* Texte fourni *
* * *
Parmi les femmes avocates bien connues figurent Jeanne Chauvin, Olga Petit ou encore Maria Vérone. L’une d’entre elles est plus discrète malgré ses 40 ans de barreau : Lucienne Scheid, première femme avocate devenue première secrétaire de la Conférence du Stage.
Lucienne Scheid est née en 1911 dans une famille bourgeoise alsacienne, « intégrée de plein droit dans sa qualité de français en exécution du traité de paix du 28 juin 1919 ». Après avoir fait une année de guerre dans une école privée où l’on enseignait le français, elle poursuit ses études dans un lycée de jeunes filles puis entre à la faculté de droit de Strasbourg. Elle est 5 fois lauréate du prix de l‘université de Strasbourg (dont un prix en droit civil et un prix d’éloquence) et graduée en droit allemand.
Déjà enfant elle voulait devenir avocate (Paris Midi, 13 août 1936). Elle prête serment devant la Cour d’appel de Colmar le 12 août 1932 et s’inscrit comme avocate-stagiaire au Barreau de Strasbourg le 11 octobre 1932. Elle démissionne de ce barreau en 1933 pour s’inscrire à Paris en 1934 : « ce qui me tentait dans cette profession c’était surtout la parole. En restant à Strasbourg le régime local, que je ne critique pas, ne me facilitait guère l’exercice de ma préférence. Je résolus de venir à Paris, quitte à en repartir, en cas de déconvenue… » (L’Alsace française : revue hebdomadaire d’action nationale, 10 août 1938).
Considérée comme « l’une des stagiaires les plus remarquables de sa promotion », remplissant toutes les conditions d’admission (hébergement chez une parente), elle est admise au Barreau de Paris.
* * *
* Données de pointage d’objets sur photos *
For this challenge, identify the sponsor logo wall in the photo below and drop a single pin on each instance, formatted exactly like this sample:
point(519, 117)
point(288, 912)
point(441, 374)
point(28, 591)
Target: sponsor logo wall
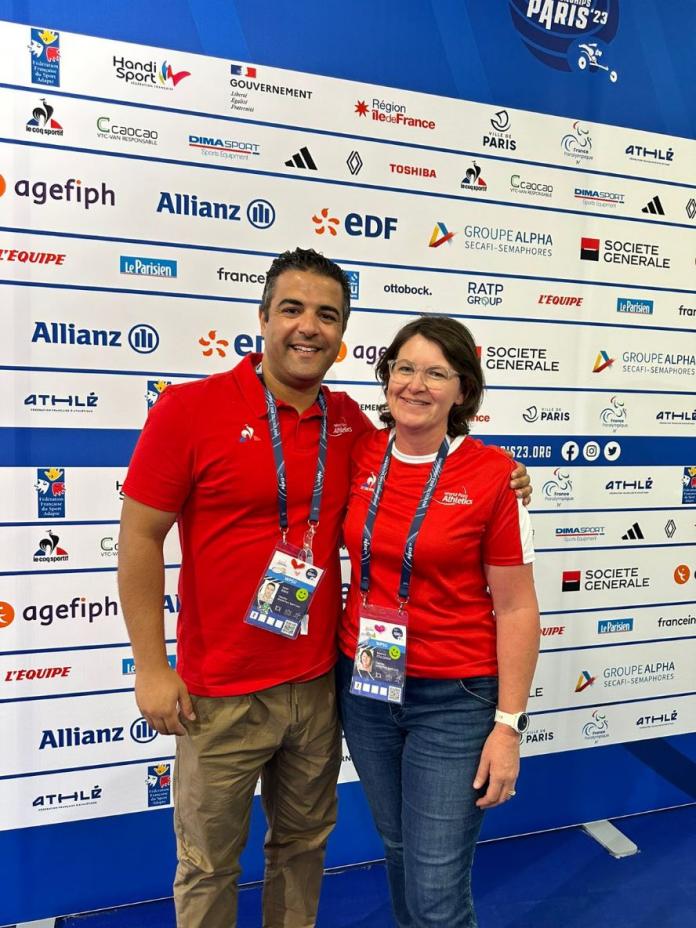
point(575, 276)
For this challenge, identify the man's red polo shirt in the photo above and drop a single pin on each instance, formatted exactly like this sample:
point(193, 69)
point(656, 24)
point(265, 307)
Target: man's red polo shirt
point(205, 452)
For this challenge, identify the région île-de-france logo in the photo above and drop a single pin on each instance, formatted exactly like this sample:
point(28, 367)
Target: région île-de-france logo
point(440, 235)
point(44, 48)
point(49, 551)
point(390, 112)
point(148, 73)
point(42, 121)
point(577, 144)
point(568, 36)
point(50, 491)
point(155, 389)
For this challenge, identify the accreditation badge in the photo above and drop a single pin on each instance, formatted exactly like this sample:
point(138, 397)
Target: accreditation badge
point(284, 593)
point(379, 668)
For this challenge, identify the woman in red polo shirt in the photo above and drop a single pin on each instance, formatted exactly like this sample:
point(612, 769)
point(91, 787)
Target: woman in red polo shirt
point(443, 596)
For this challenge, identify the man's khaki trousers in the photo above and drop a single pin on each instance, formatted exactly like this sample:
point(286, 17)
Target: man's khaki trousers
point(289, 736)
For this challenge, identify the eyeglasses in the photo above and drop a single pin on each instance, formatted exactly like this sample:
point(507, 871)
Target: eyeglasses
* * *
* Consigne *
Répondez aux questions suivantes à partir du texte sur Lucienne Scheid.
(a) En quelle année Lucienne Scheid est-elle née ?
(b) Devant quelle juridiction prête-t-elle serment le 12 août 1932 ?
(c) D’après ses propres mots, qu’est-ce qui la tentait surtout dans la profession d’avocate ?

* Corrigé *
(a) En 1911.
(b) Devant la Cour d’appel de Colmar.
(c) La parole.